Consigne énoncée 1: Les affirmations (a), (b) et (c) concordent-elles avec l'extrait sur la clôture du chœur ? Répondez oui ou non à chacune en citant les mots décisifs de l'extrait : (a) La clôture est divisée en quarante travées. (b) La construction a commencé par le côté sud. (c) La claire-voie est ornée de scènes sculptées.

===

Les chanoines, concepteurs de ce projet, ont vraisemblablement voulu s’inscrire dans des raisons théologiques liées aux soubresauts de leur époque.
C’est en effet une période bouillonnante pour le monde catholique, les écrits de Martin Luther et sa condamnation pour hérésie arriveront quelques années plus tard.
L’insistance des chanoines sur l’histoire de Marie peut facilement répondre à ces tendances nouvelles, jugées hérétiques (on relève ainsi en date du 24 mars 1515 la présence d’un tableau attaché à un pilier de l’église : il fut considéré comme incongru et hérétique…).
Caractéristiques architecturales…
Le Tour de Chœur, ou clôture du chœur, fait presque une centaine de mètres de long, 6 mètres de haut, voire plus à la pointe des flèches du dais supérieur.
Cette clôture est faite en pierre de Vernon et de Saint Leu pour les parties basses et hautes, sans oublier les pierres de Tonnerre et d’autres provenance pour les sculptures.
Elle a été édifiée en commençant par les deux parties rectilignes, tout d’abord du côté nord, rapidement suivi par le sud.
La muraille est divisée en quarante travées, délimitées par des contreforts ornés de statues d’évêques.
Sur le plan vertical, on trouve quatre niveaux :
– un soubassement – parfois orné de médaillons sculptés,
– une claire-voie, comblée dans sa quasi-totalité par du plâtre,
– 40 niches garnies de scènes sculptées,
– un couronnement (baldaquin) fait d’une dentelle de pierre, de style flamboyant.
Que racontent les scènes sculptées ?
Ces scènes sculptées racontent le déroulement de l’histoire de Marie et Jésus : sa lecture débute en partant du transept sud, et en entrant dans le déambulatoire.
Qui d’autre, sinon Dieu le Père, pouvait être présent au début de la lecture de ce livre d’images…
Il est coiffé de la tiare pontificale, tient le globe terrestre de la main droite et portait probablement le sceptre de la main gauche malheureusement coupée. C’est le Créateur, à l’origine de tout, et qui va donner son fils au Monde dans la Révélation Chrétienne.

===

Consigne énoncée 2: Mettez dans un tableau Markdown les lignes des entrées, depuis leur tout début jusqu'à la ligne contenant « M 0 106 L 20 » incluse, sans les lignes vides. Utilisez deux colonnes, Ligne pour le numéro de rang et Contenu pour le texte de la ligne.

Données affichées:
===

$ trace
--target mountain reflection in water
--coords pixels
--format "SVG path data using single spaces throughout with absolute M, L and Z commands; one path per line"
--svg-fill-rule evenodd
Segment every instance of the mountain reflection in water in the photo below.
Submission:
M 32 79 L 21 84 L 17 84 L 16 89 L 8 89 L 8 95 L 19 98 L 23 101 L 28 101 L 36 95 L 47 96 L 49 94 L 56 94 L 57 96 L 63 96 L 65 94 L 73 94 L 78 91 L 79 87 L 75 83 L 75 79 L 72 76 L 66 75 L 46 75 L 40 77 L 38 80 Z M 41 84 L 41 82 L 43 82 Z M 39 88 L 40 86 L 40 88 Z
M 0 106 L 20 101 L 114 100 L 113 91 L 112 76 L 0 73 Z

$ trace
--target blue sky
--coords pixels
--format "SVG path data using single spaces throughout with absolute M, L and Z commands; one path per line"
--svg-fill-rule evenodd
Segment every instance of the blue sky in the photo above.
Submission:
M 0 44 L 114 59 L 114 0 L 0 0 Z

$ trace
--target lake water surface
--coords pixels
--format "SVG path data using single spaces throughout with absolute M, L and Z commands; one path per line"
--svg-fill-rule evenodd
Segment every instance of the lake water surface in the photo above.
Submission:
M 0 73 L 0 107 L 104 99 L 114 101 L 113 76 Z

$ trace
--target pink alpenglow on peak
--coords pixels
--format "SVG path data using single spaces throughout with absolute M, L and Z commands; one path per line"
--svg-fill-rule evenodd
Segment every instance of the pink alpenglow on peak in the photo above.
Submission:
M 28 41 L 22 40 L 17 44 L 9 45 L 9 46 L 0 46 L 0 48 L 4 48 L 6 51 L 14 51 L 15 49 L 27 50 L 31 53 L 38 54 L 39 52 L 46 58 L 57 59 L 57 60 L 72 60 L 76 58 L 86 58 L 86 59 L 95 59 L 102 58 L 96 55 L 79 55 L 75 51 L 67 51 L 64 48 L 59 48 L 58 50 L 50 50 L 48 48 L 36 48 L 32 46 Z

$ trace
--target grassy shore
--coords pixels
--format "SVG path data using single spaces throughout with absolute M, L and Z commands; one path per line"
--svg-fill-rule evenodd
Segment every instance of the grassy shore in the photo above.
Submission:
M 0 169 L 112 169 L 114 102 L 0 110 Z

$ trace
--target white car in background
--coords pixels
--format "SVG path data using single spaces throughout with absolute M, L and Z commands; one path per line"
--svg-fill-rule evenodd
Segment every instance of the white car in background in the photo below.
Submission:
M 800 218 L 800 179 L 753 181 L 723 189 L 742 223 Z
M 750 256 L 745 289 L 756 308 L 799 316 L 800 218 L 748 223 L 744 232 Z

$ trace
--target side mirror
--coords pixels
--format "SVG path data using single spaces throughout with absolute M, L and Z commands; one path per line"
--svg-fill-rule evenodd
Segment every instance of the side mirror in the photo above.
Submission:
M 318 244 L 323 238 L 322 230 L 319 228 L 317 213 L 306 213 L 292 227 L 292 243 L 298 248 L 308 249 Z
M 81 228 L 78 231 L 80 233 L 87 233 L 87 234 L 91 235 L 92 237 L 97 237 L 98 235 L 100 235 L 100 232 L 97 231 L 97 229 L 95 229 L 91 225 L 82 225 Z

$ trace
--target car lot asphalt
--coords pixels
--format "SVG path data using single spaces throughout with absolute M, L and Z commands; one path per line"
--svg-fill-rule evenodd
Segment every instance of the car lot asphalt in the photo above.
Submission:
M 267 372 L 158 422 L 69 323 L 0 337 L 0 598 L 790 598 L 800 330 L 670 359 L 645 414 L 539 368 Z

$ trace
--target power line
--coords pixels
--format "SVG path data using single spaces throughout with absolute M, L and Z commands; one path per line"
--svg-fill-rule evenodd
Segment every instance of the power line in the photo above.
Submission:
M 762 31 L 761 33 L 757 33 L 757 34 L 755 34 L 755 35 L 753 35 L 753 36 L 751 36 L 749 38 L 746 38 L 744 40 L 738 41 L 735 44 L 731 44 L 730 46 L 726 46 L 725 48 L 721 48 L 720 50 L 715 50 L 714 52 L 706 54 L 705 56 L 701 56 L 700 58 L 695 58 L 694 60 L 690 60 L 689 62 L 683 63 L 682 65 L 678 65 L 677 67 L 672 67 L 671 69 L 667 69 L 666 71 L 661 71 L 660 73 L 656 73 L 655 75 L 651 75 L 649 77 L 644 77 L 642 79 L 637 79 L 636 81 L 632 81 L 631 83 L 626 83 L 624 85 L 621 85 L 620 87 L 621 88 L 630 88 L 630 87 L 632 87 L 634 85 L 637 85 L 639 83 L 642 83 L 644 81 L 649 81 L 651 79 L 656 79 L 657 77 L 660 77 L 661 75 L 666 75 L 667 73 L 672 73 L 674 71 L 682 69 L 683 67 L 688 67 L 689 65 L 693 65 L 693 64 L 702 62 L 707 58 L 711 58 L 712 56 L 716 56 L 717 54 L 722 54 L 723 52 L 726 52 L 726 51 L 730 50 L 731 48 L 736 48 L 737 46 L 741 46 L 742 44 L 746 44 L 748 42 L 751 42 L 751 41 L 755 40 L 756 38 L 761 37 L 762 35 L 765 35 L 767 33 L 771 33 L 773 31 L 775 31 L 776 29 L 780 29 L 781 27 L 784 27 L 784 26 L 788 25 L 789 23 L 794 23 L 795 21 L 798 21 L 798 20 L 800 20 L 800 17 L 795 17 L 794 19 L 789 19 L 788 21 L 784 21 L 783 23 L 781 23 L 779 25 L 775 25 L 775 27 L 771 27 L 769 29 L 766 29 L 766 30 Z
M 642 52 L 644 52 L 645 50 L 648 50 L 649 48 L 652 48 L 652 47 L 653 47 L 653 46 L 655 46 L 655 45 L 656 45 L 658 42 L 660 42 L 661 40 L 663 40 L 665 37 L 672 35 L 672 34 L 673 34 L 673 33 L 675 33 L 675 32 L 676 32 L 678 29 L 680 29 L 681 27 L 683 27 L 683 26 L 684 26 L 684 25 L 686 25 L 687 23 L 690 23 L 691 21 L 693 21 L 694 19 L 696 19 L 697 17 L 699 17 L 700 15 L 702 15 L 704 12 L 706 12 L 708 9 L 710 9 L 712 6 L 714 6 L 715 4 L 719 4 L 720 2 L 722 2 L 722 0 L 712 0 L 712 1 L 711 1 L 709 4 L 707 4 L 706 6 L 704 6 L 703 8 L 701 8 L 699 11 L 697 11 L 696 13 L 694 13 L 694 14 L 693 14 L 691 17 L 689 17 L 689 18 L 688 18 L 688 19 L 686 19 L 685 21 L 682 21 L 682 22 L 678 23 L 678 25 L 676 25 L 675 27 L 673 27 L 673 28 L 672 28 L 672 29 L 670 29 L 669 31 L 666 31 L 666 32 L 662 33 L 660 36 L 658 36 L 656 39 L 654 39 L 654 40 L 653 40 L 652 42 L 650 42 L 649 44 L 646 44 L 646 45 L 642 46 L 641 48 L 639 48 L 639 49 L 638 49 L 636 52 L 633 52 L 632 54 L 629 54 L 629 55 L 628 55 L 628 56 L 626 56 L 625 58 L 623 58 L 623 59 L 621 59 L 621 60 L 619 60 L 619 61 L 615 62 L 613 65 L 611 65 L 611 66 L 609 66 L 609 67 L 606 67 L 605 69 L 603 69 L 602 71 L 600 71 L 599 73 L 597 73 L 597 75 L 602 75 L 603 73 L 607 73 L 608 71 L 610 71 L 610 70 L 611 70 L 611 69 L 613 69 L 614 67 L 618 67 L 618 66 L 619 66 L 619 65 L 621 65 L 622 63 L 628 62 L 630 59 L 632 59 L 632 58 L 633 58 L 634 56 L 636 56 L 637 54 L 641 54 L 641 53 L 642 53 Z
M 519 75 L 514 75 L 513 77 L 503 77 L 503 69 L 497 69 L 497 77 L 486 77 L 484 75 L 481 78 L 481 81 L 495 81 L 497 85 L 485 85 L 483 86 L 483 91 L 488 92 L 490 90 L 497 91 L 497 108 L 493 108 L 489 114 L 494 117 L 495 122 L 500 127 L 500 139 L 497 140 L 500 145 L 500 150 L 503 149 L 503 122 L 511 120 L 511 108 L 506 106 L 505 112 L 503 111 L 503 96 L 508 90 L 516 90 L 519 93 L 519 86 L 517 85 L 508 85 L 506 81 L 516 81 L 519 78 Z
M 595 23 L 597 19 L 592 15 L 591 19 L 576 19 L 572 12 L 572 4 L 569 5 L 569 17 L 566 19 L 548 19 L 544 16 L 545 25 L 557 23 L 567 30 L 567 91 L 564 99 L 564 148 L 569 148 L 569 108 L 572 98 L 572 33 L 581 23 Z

===

Corrigé 1:
(a) Oui : « La muraille est divisée en quarante travées ».
(b) Non : « tout d’abord du côté nord, rapidement suivi par le sud ».
(c) Non : « une claire-voie, comblée dans sa quasi-totalité par du plâtre ».

Corrigé 2:
| Ligne | Contenu |
|---|---|
| 1 | $ trace |
| 2 | --target mountain reflection in water |
| 3 | --coords pixels |
| 4 | --format "SVG path data using single spaces throughout with absolute M, L and Z commands; one path per line" |
| 5 | --svg-fill-rule evenodd |
| 6 | Segment every instance of the mountain reflection in water in the photo below. |
| 7 | Submission: |
| 8 | M 32 79 L 21 84 L 17 84 L 16 89 L 8 89 L 8 95 L 19 98 L 23 101 L 28 101 L 36 95 L 47 96 L 49 94 L 56 94 L 57 96 L 63 96 L 65 94 L 73 94 L 78 91 L 79 87 L 75 83 L 75 79 L 72 76 L 66 75 L 46 75 L 40 77 L 38 80 Z M 41 84 L 41 82 L 43 82 Z M 39 88 L 40 86 L 40 88 Z |
| 9 | M 0 106 L 20 101 L 114 100 L 113 91 L 112 76 L 0 73 Z |